→ What you will do: Reproduce only the data from the line containing "One dot marks each instance of the smoldering" through the line containing "[(89, 249), (636, 219)]", both included. Substitute "pairs" for every "tuples" and leave everything else unchanged.

→ Input material:
┌────────

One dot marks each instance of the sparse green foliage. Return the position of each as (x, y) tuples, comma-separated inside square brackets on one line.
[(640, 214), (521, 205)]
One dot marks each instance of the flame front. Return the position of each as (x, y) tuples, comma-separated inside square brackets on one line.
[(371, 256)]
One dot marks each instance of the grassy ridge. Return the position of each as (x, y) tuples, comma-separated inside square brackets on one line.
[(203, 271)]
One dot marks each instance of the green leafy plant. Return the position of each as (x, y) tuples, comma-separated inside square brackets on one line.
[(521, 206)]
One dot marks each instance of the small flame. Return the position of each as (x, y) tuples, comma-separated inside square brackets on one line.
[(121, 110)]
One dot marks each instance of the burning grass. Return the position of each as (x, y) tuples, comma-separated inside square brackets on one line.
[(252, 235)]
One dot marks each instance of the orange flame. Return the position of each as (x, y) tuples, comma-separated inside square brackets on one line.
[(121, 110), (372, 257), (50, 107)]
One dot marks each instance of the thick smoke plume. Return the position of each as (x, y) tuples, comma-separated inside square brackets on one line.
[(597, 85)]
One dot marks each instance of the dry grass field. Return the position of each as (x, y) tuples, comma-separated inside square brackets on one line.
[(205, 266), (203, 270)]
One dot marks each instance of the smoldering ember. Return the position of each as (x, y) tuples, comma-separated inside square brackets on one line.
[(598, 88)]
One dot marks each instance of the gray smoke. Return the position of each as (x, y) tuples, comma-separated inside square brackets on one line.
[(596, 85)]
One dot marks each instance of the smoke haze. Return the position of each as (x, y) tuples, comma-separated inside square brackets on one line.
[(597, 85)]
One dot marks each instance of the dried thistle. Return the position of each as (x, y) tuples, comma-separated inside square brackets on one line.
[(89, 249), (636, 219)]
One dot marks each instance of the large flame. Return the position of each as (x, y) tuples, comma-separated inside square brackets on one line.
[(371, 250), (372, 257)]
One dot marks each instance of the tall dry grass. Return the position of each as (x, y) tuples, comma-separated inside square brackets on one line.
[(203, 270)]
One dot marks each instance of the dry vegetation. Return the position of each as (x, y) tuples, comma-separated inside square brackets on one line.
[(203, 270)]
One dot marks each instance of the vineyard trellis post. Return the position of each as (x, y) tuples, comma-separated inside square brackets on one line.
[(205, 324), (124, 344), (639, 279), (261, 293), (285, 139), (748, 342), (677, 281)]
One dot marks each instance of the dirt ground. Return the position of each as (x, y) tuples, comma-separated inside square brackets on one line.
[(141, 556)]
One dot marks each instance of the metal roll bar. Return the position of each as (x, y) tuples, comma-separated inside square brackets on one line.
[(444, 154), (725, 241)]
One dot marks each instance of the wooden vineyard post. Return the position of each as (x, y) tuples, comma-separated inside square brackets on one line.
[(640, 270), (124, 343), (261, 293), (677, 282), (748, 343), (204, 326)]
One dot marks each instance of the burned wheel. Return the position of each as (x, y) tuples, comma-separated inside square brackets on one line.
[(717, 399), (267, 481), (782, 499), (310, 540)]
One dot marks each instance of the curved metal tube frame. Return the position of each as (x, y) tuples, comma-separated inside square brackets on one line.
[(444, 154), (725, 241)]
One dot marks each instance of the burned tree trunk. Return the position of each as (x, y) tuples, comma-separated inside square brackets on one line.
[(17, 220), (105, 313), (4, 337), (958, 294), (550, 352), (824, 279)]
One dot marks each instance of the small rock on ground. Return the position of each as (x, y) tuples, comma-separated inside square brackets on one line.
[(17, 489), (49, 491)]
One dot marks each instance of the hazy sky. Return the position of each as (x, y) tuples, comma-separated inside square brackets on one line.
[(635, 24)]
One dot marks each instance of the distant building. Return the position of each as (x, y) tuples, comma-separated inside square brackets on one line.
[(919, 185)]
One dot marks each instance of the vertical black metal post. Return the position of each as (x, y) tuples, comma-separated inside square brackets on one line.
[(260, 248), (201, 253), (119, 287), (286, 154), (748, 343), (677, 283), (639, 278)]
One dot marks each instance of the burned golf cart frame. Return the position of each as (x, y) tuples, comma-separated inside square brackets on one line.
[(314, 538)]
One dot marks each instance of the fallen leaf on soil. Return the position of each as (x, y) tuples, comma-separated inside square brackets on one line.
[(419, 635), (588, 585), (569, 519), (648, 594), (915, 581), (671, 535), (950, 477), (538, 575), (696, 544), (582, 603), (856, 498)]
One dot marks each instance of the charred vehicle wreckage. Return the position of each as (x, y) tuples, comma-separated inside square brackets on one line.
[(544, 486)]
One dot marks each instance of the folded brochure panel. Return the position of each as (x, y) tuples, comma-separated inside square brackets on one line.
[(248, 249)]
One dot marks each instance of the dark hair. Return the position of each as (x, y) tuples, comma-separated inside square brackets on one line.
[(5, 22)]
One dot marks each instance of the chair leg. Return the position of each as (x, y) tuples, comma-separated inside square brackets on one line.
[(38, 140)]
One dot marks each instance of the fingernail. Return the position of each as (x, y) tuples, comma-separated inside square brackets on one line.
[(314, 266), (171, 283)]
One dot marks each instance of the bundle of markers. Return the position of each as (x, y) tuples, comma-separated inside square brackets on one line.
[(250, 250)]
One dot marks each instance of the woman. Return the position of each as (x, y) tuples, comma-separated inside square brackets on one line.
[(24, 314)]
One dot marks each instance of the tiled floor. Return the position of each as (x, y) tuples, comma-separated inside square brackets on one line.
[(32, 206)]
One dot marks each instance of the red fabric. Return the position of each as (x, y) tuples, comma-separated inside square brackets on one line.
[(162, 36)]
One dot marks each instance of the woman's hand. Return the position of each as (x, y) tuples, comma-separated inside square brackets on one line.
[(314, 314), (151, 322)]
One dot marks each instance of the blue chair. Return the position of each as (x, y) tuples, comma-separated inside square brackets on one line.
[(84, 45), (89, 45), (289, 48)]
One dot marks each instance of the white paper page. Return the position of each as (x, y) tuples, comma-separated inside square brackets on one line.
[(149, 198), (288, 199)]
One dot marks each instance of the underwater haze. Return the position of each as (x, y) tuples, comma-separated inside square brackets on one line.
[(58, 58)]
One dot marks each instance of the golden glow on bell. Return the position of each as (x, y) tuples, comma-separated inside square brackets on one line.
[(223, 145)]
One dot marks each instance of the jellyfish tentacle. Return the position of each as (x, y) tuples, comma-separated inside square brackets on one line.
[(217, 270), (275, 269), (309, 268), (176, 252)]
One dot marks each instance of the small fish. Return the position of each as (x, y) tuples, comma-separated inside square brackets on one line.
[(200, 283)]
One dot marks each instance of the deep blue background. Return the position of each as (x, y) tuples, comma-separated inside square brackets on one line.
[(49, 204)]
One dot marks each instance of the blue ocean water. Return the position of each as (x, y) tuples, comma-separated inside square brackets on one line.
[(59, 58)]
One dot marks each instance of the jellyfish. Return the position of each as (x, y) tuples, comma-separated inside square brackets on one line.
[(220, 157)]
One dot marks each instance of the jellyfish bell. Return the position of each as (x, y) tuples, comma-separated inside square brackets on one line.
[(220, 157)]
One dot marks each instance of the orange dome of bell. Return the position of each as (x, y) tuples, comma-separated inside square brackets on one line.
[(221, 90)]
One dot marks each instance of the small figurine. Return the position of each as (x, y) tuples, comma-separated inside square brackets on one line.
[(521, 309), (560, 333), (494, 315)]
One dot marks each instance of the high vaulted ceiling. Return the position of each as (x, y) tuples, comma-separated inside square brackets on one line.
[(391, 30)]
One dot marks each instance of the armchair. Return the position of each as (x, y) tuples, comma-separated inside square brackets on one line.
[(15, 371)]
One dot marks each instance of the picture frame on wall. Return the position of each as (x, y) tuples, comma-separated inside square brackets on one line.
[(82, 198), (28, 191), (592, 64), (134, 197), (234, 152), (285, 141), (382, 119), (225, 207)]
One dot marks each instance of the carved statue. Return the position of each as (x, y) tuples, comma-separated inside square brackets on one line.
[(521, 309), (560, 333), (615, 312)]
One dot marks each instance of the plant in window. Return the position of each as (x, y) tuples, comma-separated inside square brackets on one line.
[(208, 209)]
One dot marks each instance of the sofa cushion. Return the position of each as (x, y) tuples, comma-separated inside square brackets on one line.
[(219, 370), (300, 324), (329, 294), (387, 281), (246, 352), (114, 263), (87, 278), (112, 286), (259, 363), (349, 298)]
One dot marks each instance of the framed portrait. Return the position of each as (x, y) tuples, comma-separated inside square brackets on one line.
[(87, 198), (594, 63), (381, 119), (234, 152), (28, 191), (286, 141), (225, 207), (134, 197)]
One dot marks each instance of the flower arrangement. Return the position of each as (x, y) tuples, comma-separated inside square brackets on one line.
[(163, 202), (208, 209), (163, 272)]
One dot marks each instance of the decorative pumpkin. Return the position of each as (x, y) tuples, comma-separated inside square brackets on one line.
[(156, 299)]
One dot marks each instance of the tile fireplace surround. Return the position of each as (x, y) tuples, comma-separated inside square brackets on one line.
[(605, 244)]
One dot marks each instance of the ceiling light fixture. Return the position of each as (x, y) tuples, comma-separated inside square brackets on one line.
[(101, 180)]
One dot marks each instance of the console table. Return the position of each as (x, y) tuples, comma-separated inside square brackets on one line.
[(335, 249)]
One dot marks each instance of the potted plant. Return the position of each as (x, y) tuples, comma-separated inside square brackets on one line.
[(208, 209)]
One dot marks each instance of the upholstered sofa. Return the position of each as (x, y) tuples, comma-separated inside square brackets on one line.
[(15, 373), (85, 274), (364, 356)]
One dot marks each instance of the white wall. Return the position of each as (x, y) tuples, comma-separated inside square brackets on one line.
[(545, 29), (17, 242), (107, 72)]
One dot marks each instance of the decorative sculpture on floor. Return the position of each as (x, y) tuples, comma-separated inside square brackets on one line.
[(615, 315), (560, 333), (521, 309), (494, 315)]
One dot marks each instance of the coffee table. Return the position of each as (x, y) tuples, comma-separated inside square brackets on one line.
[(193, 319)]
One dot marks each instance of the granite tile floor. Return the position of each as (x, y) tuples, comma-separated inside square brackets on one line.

└────────

→ Worked answer:
One dot marks each instance of the smoldering ember. Return the position of each as (x, y) pairs, comma-separated inside square brackets on one line.
[(598, 88)]
One dot marks each instance of the gray smoke. Return the position of each as (x, y) pairs, comma-separated inside square brackets on one line.
[(596, 85)]
One dot marks each instance of the smoke haze. Return the position of each as (x, y) pairs, comma-separated inside square brackets on one line.
[(597, 85)]
One dot marks each instance of the dried thistle. Return the position of each as (x, y) pairs, comma-separated inside square brackets on one line.
[(89, 249), (636, 219)]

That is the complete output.